* START *

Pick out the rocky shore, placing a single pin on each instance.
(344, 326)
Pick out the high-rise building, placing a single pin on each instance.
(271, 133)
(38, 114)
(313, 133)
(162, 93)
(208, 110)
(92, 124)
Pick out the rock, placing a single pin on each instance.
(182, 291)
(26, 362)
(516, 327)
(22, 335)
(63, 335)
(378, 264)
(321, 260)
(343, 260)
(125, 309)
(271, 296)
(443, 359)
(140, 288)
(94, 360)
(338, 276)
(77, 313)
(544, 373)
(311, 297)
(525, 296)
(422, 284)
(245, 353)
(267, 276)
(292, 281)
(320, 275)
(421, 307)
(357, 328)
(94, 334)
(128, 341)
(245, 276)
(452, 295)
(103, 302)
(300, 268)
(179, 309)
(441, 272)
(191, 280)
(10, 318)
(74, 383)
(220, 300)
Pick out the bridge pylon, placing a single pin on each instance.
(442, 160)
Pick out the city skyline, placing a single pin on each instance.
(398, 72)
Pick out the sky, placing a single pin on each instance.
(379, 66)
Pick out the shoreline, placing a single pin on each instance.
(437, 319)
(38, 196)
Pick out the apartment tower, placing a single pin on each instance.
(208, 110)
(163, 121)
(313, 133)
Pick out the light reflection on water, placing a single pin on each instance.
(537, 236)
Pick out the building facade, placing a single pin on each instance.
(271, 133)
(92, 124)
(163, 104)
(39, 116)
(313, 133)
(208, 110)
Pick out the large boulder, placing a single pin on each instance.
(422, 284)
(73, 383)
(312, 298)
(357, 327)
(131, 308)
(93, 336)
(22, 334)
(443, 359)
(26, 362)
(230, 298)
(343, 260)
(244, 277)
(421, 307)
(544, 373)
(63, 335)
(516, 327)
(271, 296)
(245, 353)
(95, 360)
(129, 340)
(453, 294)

* END *
* START *

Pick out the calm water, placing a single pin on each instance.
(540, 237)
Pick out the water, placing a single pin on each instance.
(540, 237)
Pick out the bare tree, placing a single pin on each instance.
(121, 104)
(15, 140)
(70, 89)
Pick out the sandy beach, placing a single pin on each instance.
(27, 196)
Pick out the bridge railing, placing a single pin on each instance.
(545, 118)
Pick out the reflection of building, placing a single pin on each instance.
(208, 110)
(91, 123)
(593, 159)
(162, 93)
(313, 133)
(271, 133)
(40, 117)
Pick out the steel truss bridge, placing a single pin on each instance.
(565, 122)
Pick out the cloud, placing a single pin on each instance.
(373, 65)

* END *

* _YOUR OBJECTIVE_: Pull out every line in the records above that contains the word "bridge", copying each one in full.

* _FULL RESPONSE_:
Pick out the bridge pylon, placing a single pin on each instance.
Pick out the bridge railing, placing a single pin on each instance.
Pick out the steel truss bridge, placing a single pin on each instance.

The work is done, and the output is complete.